* SET TASK *
Render every line of the entries below as one numbered list, omitting any blank lines.

[Point labels for objects]
===============

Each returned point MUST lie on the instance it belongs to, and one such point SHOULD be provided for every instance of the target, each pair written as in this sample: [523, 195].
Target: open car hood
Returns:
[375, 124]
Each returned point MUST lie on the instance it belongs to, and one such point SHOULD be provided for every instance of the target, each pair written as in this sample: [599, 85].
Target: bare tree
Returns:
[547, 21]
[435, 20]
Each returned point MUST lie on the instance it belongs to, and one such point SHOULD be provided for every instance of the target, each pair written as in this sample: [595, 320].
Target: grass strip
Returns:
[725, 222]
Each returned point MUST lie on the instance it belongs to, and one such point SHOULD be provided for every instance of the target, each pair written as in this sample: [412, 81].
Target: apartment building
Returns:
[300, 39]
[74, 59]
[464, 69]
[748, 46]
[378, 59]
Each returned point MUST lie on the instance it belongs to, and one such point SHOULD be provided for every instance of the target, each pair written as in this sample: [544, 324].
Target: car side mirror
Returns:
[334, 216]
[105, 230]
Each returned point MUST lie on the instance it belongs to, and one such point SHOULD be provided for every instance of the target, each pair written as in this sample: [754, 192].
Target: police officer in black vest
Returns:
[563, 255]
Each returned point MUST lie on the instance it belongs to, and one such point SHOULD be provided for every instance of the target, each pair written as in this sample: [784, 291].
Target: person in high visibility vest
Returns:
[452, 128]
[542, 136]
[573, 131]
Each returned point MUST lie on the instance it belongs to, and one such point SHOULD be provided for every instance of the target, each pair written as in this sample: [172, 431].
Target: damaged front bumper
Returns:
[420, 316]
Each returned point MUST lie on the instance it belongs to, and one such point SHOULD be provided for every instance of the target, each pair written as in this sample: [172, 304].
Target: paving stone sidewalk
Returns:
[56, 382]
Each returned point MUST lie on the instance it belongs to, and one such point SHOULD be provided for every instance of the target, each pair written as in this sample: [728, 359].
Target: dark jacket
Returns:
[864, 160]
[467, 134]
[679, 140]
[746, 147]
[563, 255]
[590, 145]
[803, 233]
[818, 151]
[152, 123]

===============

* FINAL ANSWER *
1. Each returned point MUST lie on the instance it belongs to, and one such point SHOULD be provided for every instance of the target, each pair written as in this sample: [523, 195].
2. Target: open car hood
3. Returns:
4. [375, 124]
5. Each returned point MUST lie on the instance it belongs to, and one such point SHOULD be provided for every instance of the target, each pair written as in this sample: [599, 85].
6. Target: bare tree
7. Returns:
8. [547, 21]
9. [435, 20]
10. Each returned point MUST lie on the instance it belongs to, and one such point SHOULD be provided for every instance of the target, each pair written as in this sample: [595, 320].
11. Target: grass strip
12. Returns:
13. [725, 222]
14. Each returned point MUST lie on the instance it belongs to, and one such point SHOULD be provided for every instance of the target, each pair written as in this sample: [412, 81].
15. Target: apartment building
16. Returns:
17. [300, 39]
18. [74, 59]
19. [464, 69]
20. [748, 46]
21. [378, 59]
22. Each returned point MUST lie on the instance it belongs to, and one such point SHOULD be provided for every instance of the target, each pair written as in this sample: [544, 324].
23. Target: car side mirror
24. Returns:
25. [334, 216]
26. [105, 230]
27. Each returned point MUST lie on the instance it belongs to, and one such point SHOULD be provided for every instance of the target, each pair written as in this sample: [754, 192].
28. Target: police officer in black vest
29. Returns:
30. [563, 255]
31. Each returned point MUST lie on the instance it belongs to, and one such point SHOULD be provided for every instance of the target, each pair written as in this sample: [784, 291].
32. Target: person in high visibility vest
33. Returns:
34. [452, 128]
35. [542, 136]
36. [573, 131]
37. Each returned point MUST lie on the instance it belongs to, and one such point SHOULD be provided for every instance of the target, each pair written as in this sample: [172, 431].
38. Target: damaged front bumper
39. Returns:
40. [420, 316]
41. Each returned point MUST lie on the instance it belongs to, and one such point SHOULD be provided for every instance of the target, each pair written as in this sample: [172, 304].
42. Target: paving stone sidewalk
43. Returns:
44. [56, 382]
45. Each returned point MUST lie on the instance it belongs to, and one such point SHOULD be provided for every instance of the target, each pair written as in this sample: [728, 359].
46. Target: dark jacket
47. Returns:
48. [864, 160]
49. [467, 134]
50. [679, 140]
51. [746, 147]
52. [563, 255]
53. [590, 145]
54. [803, 233]
55. [818, 151]
56. [152, 123]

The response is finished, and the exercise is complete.